§ WHAT IS ASKED: Edit the items below by putting "one point per instance" in place of "a point for each instance" everywhere it occurs, keeping everything else the same. Leave the pictures out of your answer.

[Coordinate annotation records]
============================================================
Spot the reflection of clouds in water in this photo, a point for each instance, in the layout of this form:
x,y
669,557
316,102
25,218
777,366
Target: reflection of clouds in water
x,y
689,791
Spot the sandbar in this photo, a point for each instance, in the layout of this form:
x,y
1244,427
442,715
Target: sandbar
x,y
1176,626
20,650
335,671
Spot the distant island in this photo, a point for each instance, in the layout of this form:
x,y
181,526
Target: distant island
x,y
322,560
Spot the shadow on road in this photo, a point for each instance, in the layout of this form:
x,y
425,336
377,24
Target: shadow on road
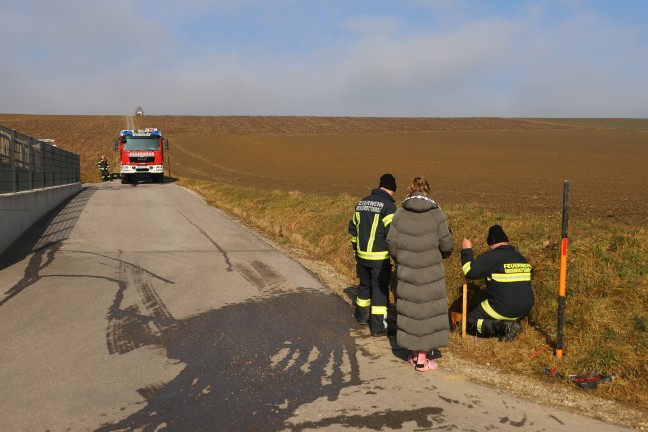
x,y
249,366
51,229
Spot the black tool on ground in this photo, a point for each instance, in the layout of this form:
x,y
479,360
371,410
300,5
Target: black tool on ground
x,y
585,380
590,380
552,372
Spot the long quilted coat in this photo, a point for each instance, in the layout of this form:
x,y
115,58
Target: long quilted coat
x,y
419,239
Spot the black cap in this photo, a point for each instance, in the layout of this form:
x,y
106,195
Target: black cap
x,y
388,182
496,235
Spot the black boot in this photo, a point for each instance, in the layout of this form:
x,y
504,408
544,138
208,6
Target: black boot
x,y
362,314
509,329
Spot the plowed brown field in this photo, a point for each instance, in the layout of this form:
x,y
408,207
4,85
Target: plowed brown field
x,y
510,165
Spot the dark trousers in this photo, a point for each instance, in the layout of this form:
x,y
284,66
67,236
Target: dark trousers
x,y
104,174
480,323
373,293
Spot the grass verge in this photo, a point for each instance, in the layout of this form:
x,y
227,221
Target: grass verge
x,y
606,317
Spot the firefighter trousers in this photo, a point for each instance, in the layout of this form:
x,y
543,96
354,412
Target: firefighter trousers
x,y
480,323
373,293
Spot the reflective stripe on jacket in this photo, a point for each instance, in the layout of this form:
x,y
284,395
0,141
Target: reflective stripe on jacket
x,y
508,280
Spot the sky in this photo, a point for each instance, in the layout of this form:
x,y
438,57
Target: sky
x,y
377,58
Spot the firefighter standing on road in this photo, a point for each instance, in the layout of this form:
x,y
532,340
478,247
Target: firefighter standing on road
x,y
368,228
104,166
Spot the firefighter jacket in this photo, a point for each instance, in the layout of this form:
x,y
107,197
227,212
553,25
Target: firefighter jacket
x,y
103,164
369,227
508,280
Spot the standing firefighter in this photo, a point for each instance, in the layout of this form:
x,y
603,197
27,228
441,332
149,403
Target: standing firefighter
============================================================
§ SOLVED EXERCISE:
Spot the reflection of clouds in water in this photo, one point per instance, in the layout of this form:
x,y
669,557
316,102
25,218
777,366
Target: reflection of clouds in water
x,y
689,791
Spot the sandbar in this photo, one point per instance, in the layout of this form:
x,y
1244,427
442,715
Target: sandbar
x,y
1176,626
20,650
335,671
Spot the distant island in this photo, one point per instance, in the layout of this form:
x,y
181,526
Target: distant island
x,y
322,560
Spot the shadow on road in this photo, one point per instance, in the layout of this form:
x,y
425,336
377,24
Target: shadow on road
x,y
249,366
51,229
Spot the black tool on ground in this photo, one point per instance, in the layout of this form:
x,y
479,360
371,410
300,5
Target: black tool on ground
x,y
585,380
590,380
552,372
Spot the long quilted coat in this photo, one point per instance, in the layout of this form:
x,y
115,58
Target: long quilted coat
x,y
419,239
Spot the black cap in this photo, one point per instance, in the layout of this form:
x,y
106,195
Target: black cap
x,y
388,182
496,235
Spot the black boot in this photo, one point per instance, in the layout of this form:
x,y
504,408
544,138
208,6
Target: black boot
x,y
362,314
509,329
Spot the plowed brown field in this photo, one point per instance, in the layout of this form:
x,y
408,207
4,85
Target: plowed brown field
x,y
510,165
Spot the dark trousers in this photo, one point per instance, in the layout of this form:
x,y
284,66
67,236
Target: dark trousers
x,y
104,174
480,323
373,293
Spot the grass verge in this photo, one point per instance, in the layout of this form:
x,y
227,221
Target: grass verge
x,y
606,317
Spot the firefighter trousers in this photo, one point per instance, in the layout of this form:
x,y
543,96
354,412
Target: firefighter trousers
x,y
480,323
373,293
Spot the reflective stripe on jacket in this photo, one point per instance, in the layout of this form:
x,y
284,395
0,141
Target: reflective stripe on jacket
x,y
508,280
Spot the sky in this photo, one point per instance, in the layout of this form:
x,y
438,57
Target: sky
x,y
377,58
Spot the firefighter standing on road in this photo, one point per instance, in the layout of this form:
x,y
532,340
478,247
Target: firefighter standing on road
x,y
368,228
104,166
Spot the firefighter jacket in this photo, one point per instance, in the layout of this form:
x,y
107,197
227,212
553,25
Target: firefighter jacket
x,y
103,164
369,227
508,280
Spot the standing firefighter in this photo, one point per instance, in the layout of this form:
x,y
603,197
27,228
441,332
149,403
Target: standing firefighter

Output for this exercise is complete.